# Texte fourni
━━━━━━━━━━━━━━━━

Communiqué
Global

Des « Safe spaces » offrent un soutien psychosocial aux femmes rohingyas

 

Bangladesh - « Nous avons ce miroir à disposition parce qu’après ce qu’ont vécu ces femmes, elles n’arrivent plus à se regarder », déclare Lufta Bokshi, agente de soutien psychosocial qui aide les réfugiées rohingyas au Bangladesh à accepter leur vie après avoir fui la violence et le viol au Myanmar.

« Nous les encourageons à se regarder dans le miroir pour qu’elles puissent voir qu’elles sont toujours belles et que la vie peut l’être aussi », explique-t-elle.

Dans ce nouvel espace créé pour les femmes par l’OIM dans l’un des camps de réfugiés de Cox’s Bazar, beaucoup a été fait pour rendre leur beauté aux objets les plus basiques.

Dehors, un tournesol montre déjà ses premières fleurs dans le nouveau jardin. A l’intérieur, des fleurs en papiers faites à la main décorent les murs.

Malgré la clameur et le chaos qui règnent dehors - où la vie dans le camp est bruyante et difficile et comporte de nombreux dangers -, à l’intérieur, règne un sentiment de calme et de sécurité, notamment grâce aux hautes clôtures en bambou qui protègent cet espace.

━━━━━━━━━━━━━━━━

# Défis
1 - Reformulez plus brièvement le paragraphe du communiqué commençant par « Malgré la clameur et le chaos », sans perdre ses faits principaux.
2 - Poursuivez le communiqué sur les « Safe spaces » destinés aux femmes rohingyas à la suite de sa dernière phrase.

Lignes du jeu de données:
━━━━━━━━━━━━━━━━

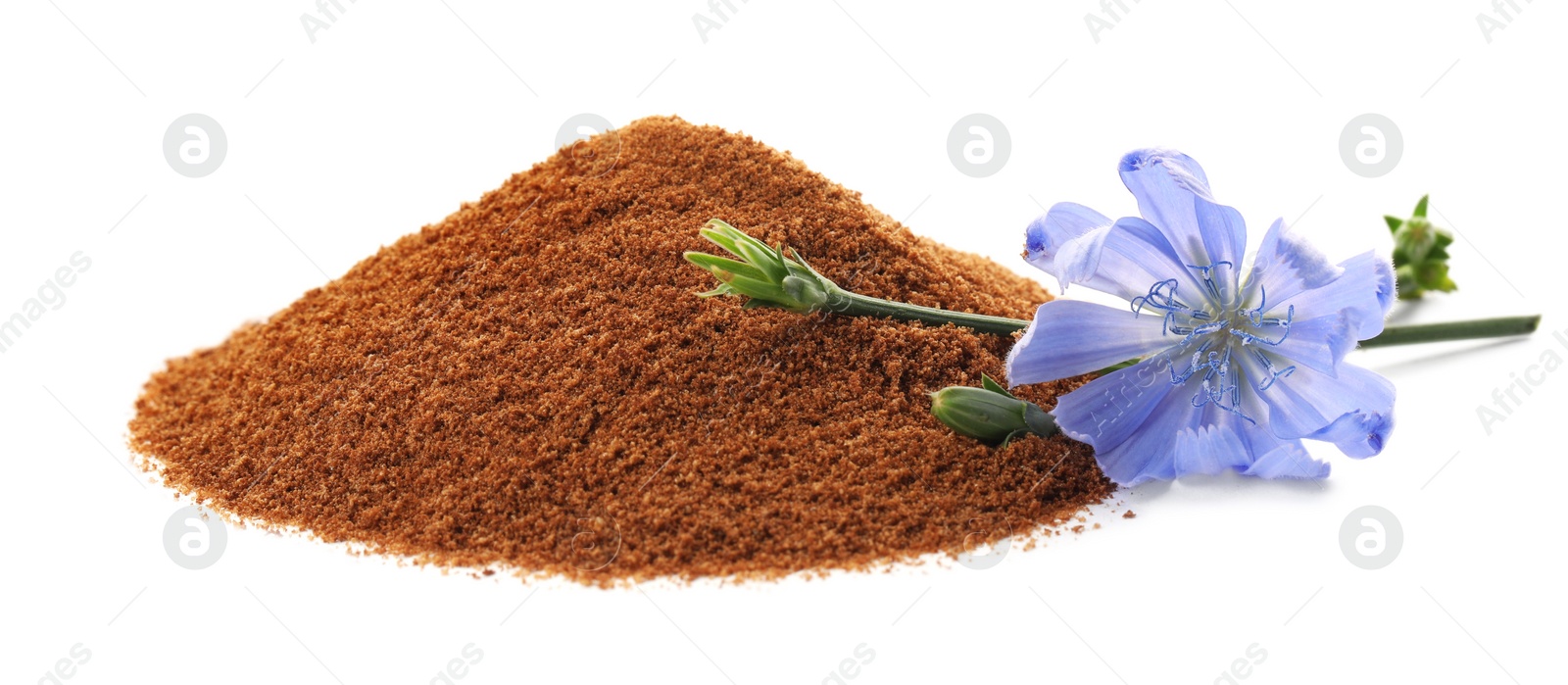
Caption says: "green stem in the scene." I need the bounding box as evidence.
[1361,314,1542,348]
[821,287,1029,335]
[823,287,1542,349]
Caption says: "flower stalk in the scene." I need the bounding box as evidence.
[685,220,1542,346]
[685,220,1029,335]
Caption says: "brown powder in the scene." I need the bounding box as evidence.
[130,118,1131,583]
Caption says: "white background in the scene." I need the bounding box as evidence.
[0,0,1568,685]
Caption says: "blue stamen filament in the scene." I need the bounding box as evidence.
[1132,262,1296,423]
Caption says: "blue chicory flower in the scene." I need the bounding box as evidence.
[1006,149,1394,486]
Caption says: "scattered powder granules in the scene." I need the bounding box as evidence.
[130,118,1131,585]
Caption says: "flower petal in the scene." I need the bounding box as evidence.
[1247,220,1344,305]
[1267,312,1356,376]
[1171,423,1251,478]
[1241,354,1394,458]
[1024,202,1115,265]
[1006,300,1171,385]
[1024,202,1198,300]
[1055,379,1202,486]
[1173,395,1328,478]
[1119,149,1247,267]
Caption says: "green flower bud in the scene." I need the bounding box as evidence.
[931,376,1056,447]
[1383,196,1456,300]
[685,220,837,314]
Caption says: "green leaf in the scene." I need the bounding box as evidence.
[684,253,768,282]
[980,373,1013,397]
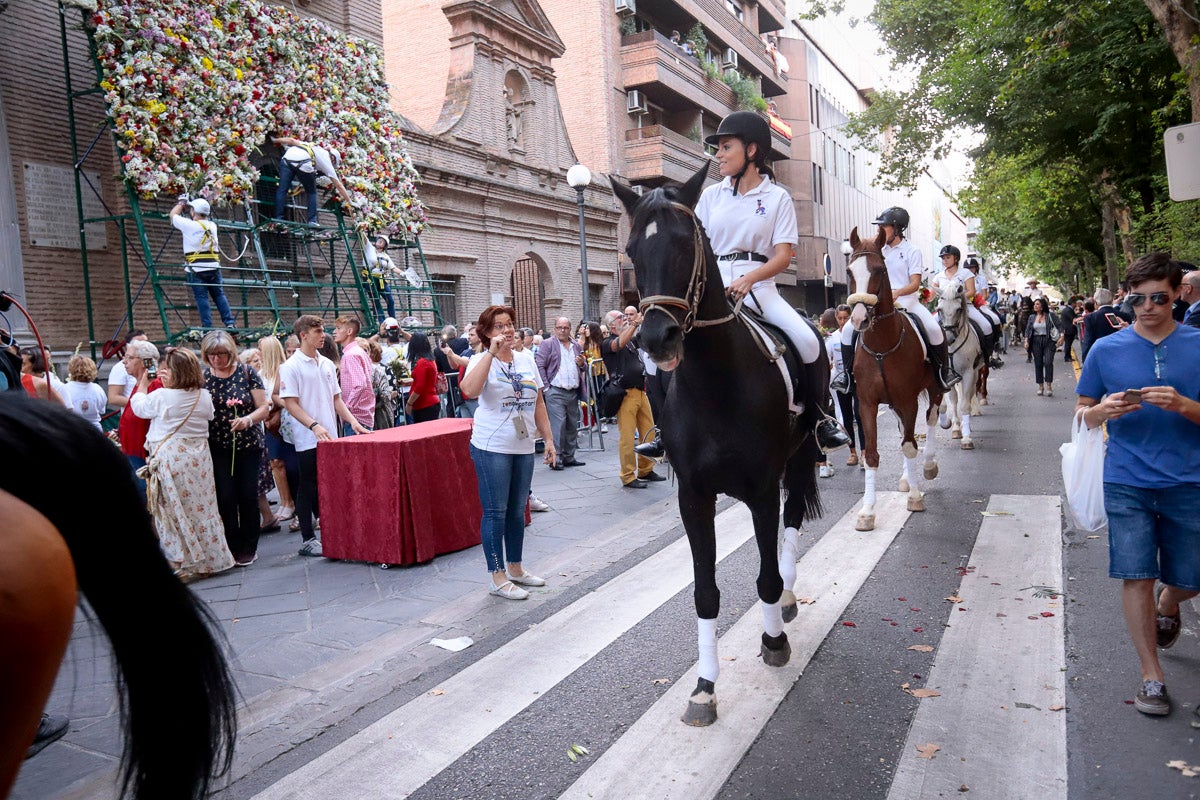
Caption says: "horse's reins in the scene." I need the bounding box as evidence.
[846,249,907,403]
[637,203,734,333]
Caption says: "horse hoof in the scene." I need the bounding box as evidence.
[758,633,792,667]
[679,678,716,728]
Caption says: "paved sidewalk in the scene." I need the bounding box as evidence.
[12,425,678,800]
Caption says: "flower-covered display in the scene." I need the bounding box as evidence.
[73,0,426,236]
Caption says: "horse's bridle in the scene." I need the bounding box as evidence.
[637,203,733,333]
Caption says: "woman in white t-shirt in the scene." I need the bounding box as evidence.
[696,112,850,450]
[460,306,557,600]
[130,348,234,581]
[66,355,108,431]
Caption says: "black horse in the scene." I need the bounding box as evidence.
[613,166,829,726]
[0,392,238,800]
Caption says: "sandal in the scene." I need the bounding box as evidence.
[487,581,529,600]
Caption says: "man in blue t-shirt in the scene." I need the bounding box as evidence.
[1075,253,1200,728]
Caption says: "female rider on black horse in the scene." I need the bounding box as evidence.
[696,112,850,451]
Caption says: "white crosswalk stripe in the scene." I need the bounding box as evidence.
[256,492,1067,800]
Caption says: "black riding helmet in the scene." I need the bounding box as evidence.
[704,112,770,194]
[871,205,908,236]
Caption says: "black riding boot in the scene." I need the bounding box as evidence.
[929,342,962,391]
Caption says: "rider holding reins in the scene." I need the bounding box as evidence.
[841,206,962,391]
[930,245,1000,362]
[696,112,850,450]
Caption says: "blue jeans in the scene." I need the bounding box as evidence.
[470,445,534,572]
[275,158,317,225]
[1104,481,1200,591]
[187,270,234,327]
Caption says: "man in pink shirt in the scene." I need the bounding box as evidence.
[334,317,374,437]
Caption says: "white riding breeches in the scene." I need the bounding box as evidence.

━━━━━━━━━━━━━━━━

# Réponses rédigées
1 - Dehors, la vie dans le camp est bruyante, chaotique, difficile et dangereuse. À l'intérieur de l'espace règnent au contraire le calme et la sécurité, en partie grâce aux hautes clôtures en bambou qui le protègent.

2 -
Seules les femmes peuvent y entrer. Même le garde, assis dans une petite cabine en bambou à l’entrée, est une femme. Et pour ceux qui viennent ici, c’est important.

L’OIM a récemment ouvert quatre espaces comme celui-ci et quatre autres sont prévus et devraient être opérationnels dans les prochaines semaines.

« Les espaces jouent un rôle important pour garantir que les femmes et les jeunes filles aient un endroit où elles se sentent en sécurité pour s’exprimer, avoir accès à des informations importantes, développer des réseaux sociaux et renforcer leur résilience pour trouver des solutions positives pour l’avenir », a déclaré Megan Denise Smith, agente d’opérations de l’OIM à Cox’s Bazar, spécialisée dans les cas de violences faites aux femmes.

Plus de 688 000 réfugiés rohingyas ont fui le Myanmar vers le Bangladesh depuis le regain de violence au nord de l’Etat birman de Rakhine, en août 2017.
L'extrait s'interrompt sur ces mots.